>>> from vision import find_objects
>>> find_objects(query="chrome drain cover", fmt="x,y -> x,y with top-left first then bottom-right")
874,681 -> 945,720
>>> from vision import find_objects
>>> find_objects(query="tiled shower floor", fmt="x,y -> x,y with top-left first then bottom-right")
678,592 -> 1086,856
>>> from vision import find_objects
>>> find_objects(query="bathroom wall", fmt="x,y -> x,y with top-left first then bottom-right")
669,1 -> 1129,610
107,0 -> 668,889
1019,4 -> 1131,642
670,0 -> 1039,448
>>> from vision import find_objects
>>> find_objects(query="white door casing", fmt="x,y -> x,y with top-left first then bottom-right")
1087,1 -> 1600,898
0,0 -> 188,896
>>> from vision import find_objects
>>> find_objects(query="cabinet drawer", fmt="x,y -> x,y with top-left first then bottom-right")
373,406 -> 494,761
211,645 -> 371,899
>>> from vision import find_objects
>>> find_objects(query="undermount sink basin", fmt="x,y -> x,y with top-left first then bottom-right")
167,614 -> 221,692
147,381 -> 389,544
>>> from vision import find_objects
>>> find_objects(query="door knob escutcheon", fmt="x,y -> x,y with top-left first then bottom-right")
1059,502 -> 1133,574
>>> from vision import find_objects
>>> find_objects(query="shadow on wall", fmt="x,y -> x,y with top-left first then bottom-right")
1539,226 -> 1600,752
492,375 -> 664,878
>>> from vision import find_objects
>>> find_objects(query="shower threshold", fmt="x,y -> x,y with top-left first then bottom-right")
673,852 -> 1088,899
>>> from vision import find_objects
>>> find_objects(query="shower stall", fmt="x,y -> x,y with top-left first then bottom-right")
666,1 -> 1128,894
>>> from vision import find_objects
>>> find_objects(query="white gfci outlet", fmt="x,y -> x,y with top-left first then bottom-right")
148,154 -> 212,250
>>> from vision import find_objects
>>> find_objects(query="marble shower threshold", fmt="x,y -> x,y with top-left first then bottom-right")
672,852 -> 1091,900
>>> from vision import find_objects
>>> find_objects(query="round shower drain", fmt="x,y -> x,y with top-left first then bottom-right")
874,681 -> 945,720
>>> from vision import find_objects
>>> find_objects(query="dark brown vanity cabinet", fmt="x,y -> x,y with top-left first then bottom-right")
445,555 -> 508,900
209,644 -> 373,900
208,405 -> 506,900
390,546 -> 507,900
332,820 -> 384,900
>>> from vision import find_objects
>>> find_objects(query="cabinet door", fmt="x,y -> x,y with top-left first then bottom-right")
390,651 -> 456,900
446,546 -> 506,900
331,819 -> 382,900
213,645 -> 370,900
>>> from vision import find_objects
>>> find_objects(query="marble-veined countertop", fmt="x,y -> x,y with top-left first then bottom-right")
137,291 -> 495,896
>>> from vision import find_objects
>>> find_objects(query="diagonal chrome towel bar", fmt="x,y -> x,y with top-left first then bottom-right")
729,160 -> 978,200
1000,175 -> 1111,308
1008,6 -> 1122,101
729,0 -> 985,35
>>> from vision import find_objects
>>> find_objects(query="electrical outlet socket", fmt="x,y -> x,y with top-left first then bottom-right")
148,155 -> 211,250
----
- What is needed -
All of the entries above need to be output again exactly.

- Response to the exercise -
>>> from vision import find_objects
>>> find_objects(query="chrome drain cover", fmt="x,y -> x,y with top-left first then bottom-right")
874,681 -> 945,720
>>> from vision import find_objects
>>> find_objects(query="tiled shower floor", fmt="x,y -> x,y with top-left first then bottom-right")
678,592 -> 1086,856
>>> from vision import find_objects
>>> find_objects(query="bathroom wall", fmt="x,y -> x,y with top-left first then bottom-right")
669,1 -> 1129,610
107,0 -> 668,889
1019,4 -> 1131,642
670,0 -> 1039,448
>>> from vision import find_objects
>>> find_objects(query="white door casing", fmt="x,y -> x,y with top-left first then bottom-right")
1087,1 -> 1600,898
0,0 -> 188,896
>>> from vision import find_objects
>>> find_objects(query="cabinet drawer", fmt="x,y -> x,y with top-left first then bottom-right")
373,406 -> 494,761
211,645 -> 371,899
>>> from vision import find_objects
>>> find_objects(query="undermount sink basin", fmt="x,y -> x,y with top-left first then bottom-right")
167,614 -> 221,692
147,381 -> 389,544
>>> from vision import find_objects
>>> find_objects(query="door knob escutcheon", fmt="x,y -> x,y with top-left first then bottom-right")
1059,502 -> 1133,574
>>> from vision import find_objects
>>> find_objects(query="shadow on wall", fmt="x,y -> x,y with top-left first then bottom-right")
1539,226 -> 1600,752
492,375 -> 664,878
>>> from vision import find_objects
>>> find_objects(query="shower threshold", fmt="x,y -> x,y with top-left first then bottom-right")
673,852 -> 1088,899
>>> from vision import find_objects
>>> find_objects(query="shower stall", fmt="x,y -> x,y with top-left first then bottom-right")
666,1 -> 1128,894
>>> from vision import find_objects
>>> find_objects(query="white gfci outlet", fmt="x,y -> x,y with top-left first then bottom-right")
148,154 -> 212,250
>>> from vision import find_objects
>>> find_objects(query="marble shower threshold", fmt="x,y -> x,y with top-left first then bottom-right")
672,852 -> 1091,900
>>> from vision import find_objects
>>> find_objects(query="round shower drain", fmt="x,y -> x,y with top-left first then bottom-right")
874,681 -> 945,720
>>> from vision import find_objects
>>> find_objects(query="dark brown vanity cabinet", fmt="x,y -> x,y with top-left first then bottom-right")
445,555 -> 508,900
209,644 -> 373,900
208,405 -> 506,900
390,546 -> 507,900
332,820 -> 384,900
>>> from vision import find_objects
>>> find_objects(query="cabinet door", fmt="x,y -> x,y with top-left first then bottom-right")
390,651 -> 456,900
446,546 -> 506,900
331,819 -> 382,900
213,645 -> 370,900
>>> from vision import find_objects
>>> find_objects(query="marble-veined countertop", fmt="x,y -> x,y with top-left first then bottom-right")
137,291 -> 495,896
>>> from vision import find_objects
>>> find_objects(query="diagonal chrome towel bar", fmt="x,y -> x,y with top-left first then bottom-right")
729,160 -> 978,200
1000,175 -> 1111,308
1008,6 -> 1122,101
729,0 -> 985,35
>>> from vision import find_objects
>>> find_objects(query="electrical outlet socket", fmt="x,y -> x,y with top-left first then bottom-right")
148,155 -> 211,250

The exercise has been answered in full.